● Task details:
Output the data exactly, with every line intact.
== Supplied records
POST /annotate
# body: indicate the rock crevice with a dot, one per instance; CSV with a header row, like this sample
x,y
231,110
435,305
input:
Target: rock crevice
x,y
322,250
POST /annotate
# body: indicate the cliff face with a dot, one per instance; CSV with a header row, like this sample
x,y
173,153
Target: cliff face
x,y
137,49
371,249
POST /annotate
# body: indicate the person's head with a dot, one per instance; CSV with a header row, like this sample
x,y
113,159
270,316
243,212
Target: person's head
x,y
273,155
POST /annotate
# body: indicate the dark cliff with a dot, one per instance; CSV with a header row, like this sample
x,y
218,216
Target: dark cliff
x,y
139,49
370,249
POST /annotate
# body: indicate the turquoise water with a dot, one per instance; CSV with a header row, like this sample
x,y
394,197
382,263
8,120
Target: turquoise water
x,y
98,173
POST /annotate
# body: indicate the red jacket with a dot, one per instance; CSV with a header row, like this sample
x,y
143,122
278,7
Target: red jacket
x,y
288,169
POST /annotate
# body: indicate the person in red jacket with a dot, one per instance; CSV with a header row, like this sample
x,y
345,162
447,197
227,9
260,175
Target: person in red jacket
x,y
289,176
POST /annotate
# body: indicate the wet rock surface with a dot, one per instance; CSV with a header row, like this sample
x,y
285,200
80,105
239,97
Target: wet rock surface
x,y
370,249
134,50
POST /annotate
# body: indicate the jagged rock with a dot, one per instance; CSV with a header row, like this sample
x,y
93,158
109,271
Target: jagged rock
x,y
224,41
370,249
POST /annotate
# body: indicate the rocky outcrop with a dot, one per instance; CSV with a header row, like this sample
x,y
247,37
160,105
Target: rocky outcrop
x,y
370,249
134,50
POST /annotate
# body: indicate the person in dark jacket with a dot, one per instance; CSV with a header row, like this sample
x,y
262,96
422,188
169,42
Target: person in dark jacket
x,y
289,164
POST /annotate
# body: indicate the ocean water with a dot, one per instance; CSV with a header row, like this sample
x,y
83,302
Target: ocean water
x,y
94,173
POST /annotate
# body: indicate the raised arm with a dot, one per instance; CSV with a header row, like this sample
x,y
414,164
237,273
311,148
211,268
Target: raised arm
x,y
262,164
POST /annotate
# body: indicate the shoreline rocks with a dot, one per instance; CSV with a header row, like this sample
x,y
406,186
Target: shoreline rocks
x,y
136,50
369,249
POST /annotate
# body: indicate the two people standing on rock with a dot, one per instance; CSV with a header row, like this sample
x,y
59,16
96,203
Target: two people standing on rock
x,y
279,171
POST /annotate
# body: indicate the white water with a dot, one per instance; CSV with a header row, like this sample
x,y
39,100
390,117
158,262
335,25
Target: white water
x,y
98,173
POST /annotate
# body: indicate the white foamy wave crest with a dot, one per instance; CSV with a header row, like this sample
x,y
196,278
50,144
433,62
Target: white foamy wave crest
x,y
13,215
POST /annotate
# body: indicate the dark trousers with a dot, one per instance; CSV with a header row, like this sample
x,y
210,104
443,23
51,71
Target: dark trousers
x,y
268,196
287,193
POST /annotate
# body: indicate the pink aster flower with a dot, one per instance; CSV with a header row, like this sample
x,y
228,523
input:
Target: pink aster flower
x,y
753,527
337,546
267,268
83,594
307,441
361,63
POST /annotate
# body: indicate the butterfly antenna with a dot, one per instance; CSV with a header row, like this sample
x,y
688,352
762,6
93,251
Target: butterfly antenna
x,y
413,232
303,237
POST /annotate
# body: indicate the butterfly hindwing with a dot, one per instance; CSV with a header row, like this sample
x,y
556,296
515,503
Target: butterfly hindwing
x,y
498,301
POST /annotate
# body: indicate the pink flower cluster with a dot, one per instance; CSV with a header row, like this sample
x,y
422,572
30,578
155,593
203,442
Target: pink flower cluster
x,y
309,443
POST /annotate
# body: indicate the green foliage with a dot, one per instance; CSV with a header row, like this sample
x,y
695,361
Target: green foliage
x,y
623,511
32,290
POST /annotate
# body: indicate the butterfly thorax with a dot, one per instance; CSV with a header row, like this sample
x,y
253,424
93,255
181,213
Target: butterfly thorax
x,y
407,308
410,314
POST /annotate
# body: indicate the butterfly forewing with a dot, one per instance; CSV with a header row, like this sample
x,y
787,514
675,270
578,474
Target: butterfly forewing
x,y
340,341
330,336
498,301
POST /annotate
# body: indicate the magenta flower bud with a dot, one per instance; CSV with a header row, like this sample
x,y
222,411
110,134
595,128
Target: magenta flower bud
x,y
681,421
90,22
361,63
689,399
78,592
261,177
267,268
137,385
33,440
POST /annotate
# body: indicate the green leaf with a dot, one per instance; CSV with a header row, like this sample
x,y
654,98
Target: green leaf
====
● Reply to the task:
POST /annotate
# body: indicate the rock crevice with a dot, one per instance; CSV with a header row, like this sample
x,y
231,110
435,305
input:
Target: rock crevice
x,y
322,250
POST /annotate
# body: indicate the cliff face with a dot, one per instance; CSV with a header row, like this sample
x,y
173,153
Target: cliff face
x,y
137,49
371,249
POST /annotate
# body: indicate the person's head with a dot, one per instance; CSV with a header row, like this sample
x,y
113,159
270,316
243,212
Target: person's head
x,y
273,155
POST /annotate
# body: indicate the dark cliff with a dot, one per instance; CSV with a header row, like this sample
x,y
218,216
Target: dark cliff
x,y
139,49
370,249
POST /annotate
# body: indicate the turquoise water with a dot, one per instance; CSV with a header row, like this sample
x,y
394,197
382,263
8,120
Target: turquoise water
x,y
98,173
POST /annotate
# body: indicate the red jacket with a dot, one per instance; CSV with a header row, like this sample
x,y
143,122
278,7
Target: red jacket
x,y
288,169
POST /annotate
# body: indicate the person in red jacket with a dot, one per instance; CSV with a header row, like this sample
x,y
345,162
447,197
227,9
260,175
Target: person in red jacket
x,y
289,176
POST /annotate
# body: indicate the wet rock surface with a dot, one per instance; CSV with a header row, like this sample
x,y
285,200
80,105
239,97
Target: wet rock surface
x,y
370,249
134,50
POST /annotate
# body: indicate the jagged rock with a dot, one per instance; CSV with a header row, like this sample
x,y
93,158
109,271
Target: jagged rock
x,y
224,41
370,249
POST /annotate
# body: indicate the rocky outcrop with a dot, one per instance; CSV with a header row, like this sample
x,y
247,37
160,105
Target: rocky outcrop
x,y
370,249
134,50
POST /annotate
# body: indicate the person in dark jacket with a dot, one per instance; CSV with a header row, like this sample
x,y
262,96
422,188
169,42
Target: person in dark jacket
x,y
289,164
POST /annotate
# body: indicate the ocean water with a dot, one per instance; CSV with a header row, like this sample
x,y
83,302
Target: ocean water
x,y
94,173
POST /annotate
# body: indicate the raised arm with a dot, one per instance; CSV with a header row, like this sample
x,y
414,164
237,273
311,148
211,268
Target: raised arm
x,y
262,164
POST /annotate
# body: indicate the shoreline rocks with a dot, one per instance; CSV with a header row, like this sample
x,y
406,186
Target: shoreline rocks
x,y
136,50
369,249
POST /annotate
# body: indicate the two people standing on rock with a dot, one per instance; CSV with a header row, like this sample
x,y
59,16
96,203
Target: two people standing on rock
x,y
279,171
POST /annotate
# body: indicate the white water with a dot, one per instance; CSV with a header row, like this sample
x,y
39,100
390,117
158,262
335,25
Target: white water
x,y
98,173
POST /annotate
# body: indicate the white foamy wave crest with a dot, one per instance; CSV with a header row, like this sample
x,y
196,278
50,144
433,62
Target: white foamy wave crest
x,y
13,215
POST /annotate
# body: indicate the dark trousers with a dot, one per instance; CSV with a header row, like this sample
x,y
210,104
443,23
51,71
Target: dark trousers
x,y
268,196
287,193
POST /annotate
# body: indicate the pink aster flower with a dot, one per instance; CSV with a header row, like this sample
x,y
228,523
input:
Target: pink aster flower
x,y
753,527
337,546
267,268
83,594
307,441
361,63
POST /annotate
# body: indicate the butterfly antenna with a dot, one per instance; CSV with a header row, like this sample
x,y
688,352
762,6
93,251
Target: butterfly antenna
x,y
413,232
303,237
POST /annotate
# body: indicate the butterfly hindwing with a dot, one per instance; CSV with a header row, like this sample
x,y
556,296
515,503
Target: butterfly hindwing
x,y
498,301
POST /annotate
# body: indicate the pink flower cluster with a dot, one per instance; CSV with a header row, like this sample
x,y
422,572
30,578
155,593
203,442
Target: pink flower cluster
x,y
309,443
POST /annotate
# body: indicate the green foliage with a dot, one per instance; CSV with a header row, like this sample
x,y
695,361
Target: green foliage
x,y
623,511
32,290
POST /annotate
# body: indicate the butterfly thorax with a dot, one per instance; CSV with a header row, like this sample
x,y
253,424
93,255
181,213
Target: butterfly thorax
x,y
407,308
410,314
POST /annotate
# body: indicate the butterfly forewing with a dot, one per instance; CSV with a header row, like this sample
x,y
787,514
675,270
578,474
Target: butterfly forewing
x,y
340,341
330,336
498,301
POST /annotate
# body: indicate the magenta flower bud with a dot, one per instance; CSV with a header row, like this sample
x,y
222,411
110,134
595,128
Target: magenta flower bud
x,y
681,421
90,22
361,63
689,399
78,592
261,177
267,268
137,385
33,440
POST /annotate
# body: indicate the green leaf with a dot, one per instance; CSV with a header row, like this sample
x,y
654,98
Target: green leaf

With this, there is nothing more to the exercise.